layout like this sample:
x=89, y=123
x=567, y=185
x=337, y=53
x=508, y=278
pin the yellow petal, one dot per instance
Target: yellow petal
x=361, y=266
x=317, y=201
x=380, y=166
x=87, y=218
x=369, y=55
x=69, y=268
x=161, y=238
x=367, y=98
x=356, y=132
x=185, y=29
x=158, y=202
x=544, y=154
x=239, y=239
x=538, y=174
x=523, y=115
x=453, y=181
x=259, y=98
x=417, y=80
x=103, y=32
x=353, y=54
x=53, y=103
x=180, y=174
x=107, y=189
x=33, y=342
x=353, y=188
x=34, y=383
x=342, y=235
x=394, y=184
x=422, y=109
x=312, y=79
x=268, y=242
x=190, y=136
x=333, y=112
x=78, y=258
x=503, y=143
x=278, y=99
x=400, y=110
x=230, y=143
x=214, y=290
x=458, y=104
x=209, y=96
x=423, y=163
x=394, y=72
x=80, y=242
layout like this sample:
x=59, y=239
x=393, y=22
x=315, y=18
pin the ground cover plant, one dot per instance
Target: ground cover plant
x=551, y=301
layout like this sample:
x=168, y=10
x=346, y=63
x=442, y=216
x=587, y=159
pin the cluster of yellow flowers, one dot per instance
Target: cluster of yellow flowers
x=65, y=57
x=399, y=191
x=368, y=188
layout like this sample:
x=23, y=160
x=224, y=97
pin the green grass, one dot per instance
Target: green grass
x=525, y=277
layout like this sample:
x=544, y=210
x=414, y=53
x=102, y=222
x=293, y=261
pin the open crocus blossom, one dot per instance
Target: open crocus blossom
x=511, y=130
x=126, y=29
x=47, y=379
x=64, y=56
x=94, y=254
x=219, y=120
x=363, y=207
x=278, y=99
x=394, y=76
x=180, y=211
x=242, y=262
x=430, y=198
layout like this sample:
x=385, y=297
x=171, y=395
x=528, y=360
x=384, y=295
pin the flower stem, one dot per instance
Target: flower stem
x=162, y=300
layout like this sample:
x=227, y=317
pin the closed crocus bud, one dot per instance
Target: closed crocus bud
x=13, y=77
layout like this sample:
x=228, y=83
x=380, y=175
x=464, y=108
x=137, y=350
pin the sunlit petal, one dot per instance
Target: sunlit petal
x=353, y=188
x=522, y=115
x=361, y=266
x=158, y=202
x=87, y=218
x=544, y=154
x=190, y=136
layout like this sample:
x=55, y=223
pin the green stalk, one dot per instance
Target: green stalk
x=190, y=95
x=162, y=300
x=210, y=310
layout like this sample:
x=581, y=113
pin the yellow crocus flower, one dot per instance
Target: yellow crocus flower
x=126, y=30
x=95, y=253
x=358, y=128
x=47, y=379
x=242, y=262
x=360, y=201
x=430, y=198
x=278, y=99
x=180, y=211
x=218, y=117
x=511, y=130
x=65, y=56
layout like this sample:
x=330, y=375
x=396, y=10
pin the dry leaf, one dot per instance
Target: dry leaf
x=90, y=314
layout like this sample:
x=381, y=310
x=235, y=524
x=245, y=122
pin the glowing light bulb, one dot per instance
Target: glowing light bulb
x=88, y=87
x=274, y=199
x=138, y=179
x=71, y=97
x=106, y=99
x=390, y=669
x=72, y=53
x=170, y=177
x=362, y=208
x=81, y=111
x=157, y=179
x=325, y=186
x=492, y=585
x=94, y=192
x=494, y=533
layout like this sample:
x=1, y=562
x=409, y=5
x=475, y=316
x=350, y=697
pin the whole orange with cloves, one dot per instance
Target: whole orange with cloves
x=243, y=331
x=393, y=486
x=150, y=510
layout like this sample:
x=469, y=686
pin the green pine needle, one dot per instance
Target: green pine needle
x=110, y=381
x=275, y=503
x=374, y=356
● ● ●
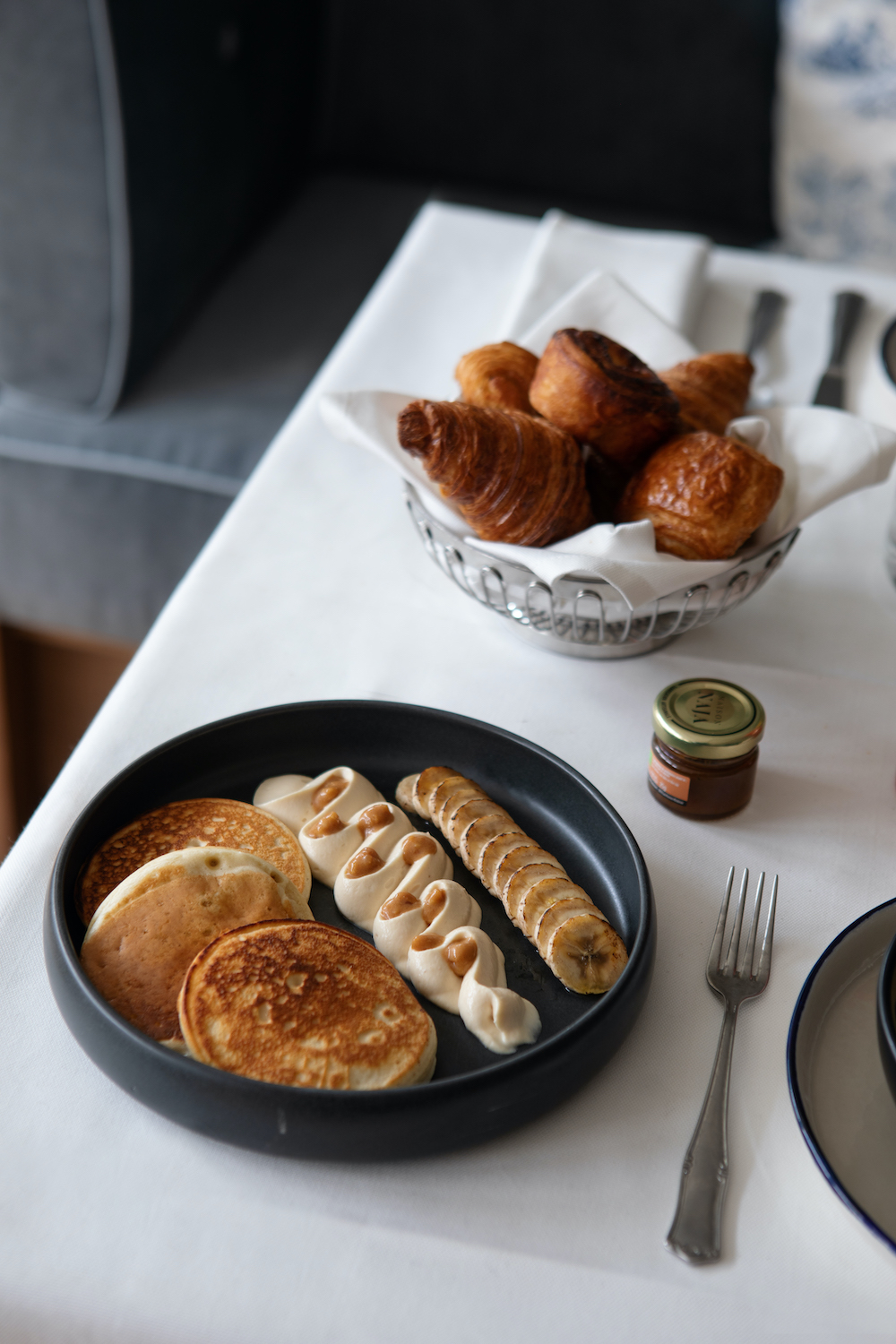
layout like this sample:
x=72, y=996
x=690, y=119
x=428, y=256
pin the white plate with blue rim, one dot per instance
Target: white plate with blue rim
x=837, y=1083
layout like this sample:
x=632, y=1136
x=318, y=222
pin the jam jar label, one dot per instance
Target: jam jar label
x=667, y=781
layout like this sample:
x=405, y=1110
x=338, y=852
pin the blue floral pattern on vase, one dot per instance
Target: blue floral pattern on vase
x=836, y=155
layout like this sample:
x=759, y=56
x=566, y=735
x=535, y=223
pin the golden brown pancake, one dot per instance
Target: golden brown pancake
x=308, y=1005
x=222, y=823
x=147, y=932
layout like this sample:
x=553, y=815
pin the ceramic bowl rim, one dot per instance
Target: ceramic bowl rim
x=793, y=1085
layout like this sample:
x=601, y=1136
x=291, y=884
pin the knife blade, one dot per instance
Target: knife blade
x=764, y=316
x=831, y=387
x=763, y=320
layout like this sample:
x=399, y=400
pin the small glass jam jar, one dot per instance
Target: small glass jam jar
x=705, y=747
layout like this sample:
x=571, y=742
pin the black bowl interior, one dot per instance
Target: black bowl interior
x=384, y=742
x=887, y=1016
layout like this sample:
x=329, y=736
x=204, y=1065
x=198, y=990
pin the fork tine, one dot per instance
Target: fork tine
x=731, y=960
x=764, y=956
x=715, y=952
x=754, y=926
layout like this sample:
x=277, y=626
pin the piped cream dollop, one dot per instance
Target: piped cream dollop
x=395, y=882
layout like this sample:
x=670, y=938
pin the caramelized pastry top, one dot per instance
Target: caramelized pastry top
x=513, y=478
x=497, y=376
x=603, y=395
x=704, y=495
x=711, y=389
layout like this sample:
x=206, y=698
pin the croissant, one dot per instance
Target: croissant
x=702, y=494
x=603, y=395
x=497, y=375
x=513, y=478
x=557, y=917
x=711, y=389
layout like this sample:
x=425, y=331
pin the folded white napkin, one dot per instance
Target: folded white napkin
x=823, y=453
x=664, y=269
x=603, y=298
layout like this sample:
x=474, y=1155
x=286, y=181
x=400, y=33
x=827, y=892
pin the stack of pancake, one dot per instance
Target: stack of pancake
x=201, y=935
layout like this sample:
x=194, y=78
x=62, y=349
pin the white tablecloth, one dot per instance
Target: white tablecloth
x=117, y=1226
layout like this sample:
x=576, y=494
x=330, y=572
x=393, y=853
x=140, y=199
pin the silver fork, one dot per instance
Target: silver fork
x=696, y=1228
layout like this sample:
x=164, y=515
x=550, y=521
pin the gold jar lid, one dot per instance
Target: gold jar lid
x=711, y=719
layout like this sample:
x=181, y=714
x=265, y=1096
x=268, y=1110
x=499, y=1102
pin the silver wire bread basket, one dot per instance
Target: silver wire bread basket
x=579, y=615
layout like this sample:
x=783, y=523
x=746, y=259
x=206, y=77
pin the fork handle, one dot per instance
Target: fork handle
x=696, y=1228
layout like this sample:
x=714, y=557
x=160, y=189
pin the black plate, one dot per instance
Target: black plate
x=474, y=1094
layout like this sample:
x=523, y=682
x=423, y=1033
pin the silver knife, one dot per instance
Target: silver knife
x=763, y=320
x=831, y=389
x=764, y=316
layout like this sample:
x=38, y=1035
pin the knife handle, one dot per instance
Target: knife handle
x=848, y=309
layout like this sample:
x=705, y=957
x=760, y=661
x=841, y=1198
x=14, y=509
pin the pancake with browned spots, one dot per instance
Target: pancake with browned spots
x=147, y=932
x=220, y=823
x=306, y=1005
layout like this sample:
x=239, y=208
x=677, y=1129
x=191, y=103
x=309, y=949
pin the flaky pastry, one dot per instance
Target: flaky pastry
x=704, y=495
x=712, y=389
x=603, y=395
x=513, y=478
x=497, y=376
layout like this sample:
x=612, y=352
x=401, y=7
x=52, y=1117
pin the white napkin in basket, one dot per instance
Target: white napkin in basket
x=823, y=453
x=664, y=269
● ● ●
### The task
All that belongs in your answer is the stretch of entries above from the line with "x=330, y=572" through the line with "x=309, y=949", printed exactly.

### Output for this task
x=330, y=572
x=393, y=853
x=140, y=199
pin the silver fork, one dot per instance
Target: silver fork
x=696, y=1228
layout like this sample:
x=164, y=515
x=550, y=521
pin the gold jar lid, one dot per instance
Target: gold jar lid
x=711, y=719
layout like this sample:
x=181, y=714
x=265, y=1096
x=268, y=1110
x=499, y=1102
pin the silver wire bread basket, one dot per instance
Target: silver wire bread basket
x=579, y=615
layout like this sample:
x=783, y=523
x=746, y=259
x=206, y=77
pin the fork handle, one dot per instance
Target: fork handle
x=696, y=1228
layout like this sample:
x=714, y=557
x=160, y=189
pin the black plate, one dot per instance
Target: black plate
x=474, y=1094
layout like this sample:
x=523, y=682
x=423, y=1033
pin the silver knife, one dot per instance
Target: silver knife
x=763, y=320
x=831, y=389
x=764, y=316
layout like this sample:
x=38, y=1035
pin the knife handle, one dot per instance
Target: knife handle
x=848, y=309
layout like this sample:
x=705, y=957
x=760, y=661
x=841, y=1198
x=14, y=509
pin the pancake with browned spots, one dot per instance
Target: pancake with browned spots
x=147, y=932
x=220, y=823
x=306, y=1005
layout like this sample:
x=239, y=208
x=677, y=1129
x=191, y=103
x=309, y=949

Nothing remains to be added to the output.